• [Source excerpt]
## BEGIN
The decline reflected a dampening of hopes on the economy and job prospects. It could well be that Americans, having focused on vacations earlier in the summer, are now getting back to concentrating on the economy--and apparently do not like what they see at present.

Within the Conference Board's survey, the present situation index, a measure of the public's reading of current economic conditions, showed sentiment basically flat, with a reading of 45.8, which was down nominally from the 45.9 reading compiled a month ago. In the meantime, consumer expectations, which reflect the outlook for economic activity over the next six months, fell sharply in August, tumbling to 70.5 from 78.4 in July. Originally, that reading had been 79.1.
## END
• [Provided data]
## BEGIN
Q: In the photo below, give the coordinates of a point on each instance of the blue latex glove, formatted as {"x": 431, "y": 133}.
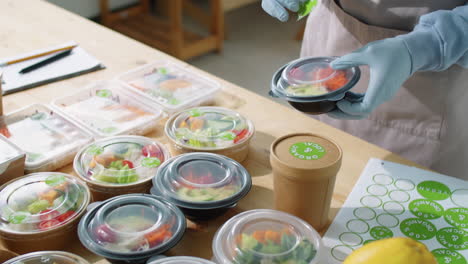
## END
• [Exercise prompt] Pick up the consumer confidence excerpt after its final sentence and continue it. The material comes from a separate source.

• [Expected answer]
The prime culprit for the dampening in optimism was a decline in expectations that the job outlook will improve anytime soon. Earlier this month, the government had reported some quickening in non-farm payroll growth. We will get the next payroll reading a week from Friday. Recent weeks have seen some diminution in layoffs, as the employment situation very slowly improves. Notwithstanding that improvement, Americans remain pessimistic about their own situation with respect to job opportunities.

All in all, this was a disquieting report, and one that seems to run counter to the prevailing better news recently seen on the domestic economy. This latest metric underscores the uneven recovery now under way on the business front, and why we continue to see an understated business expansion continuing well into 2013.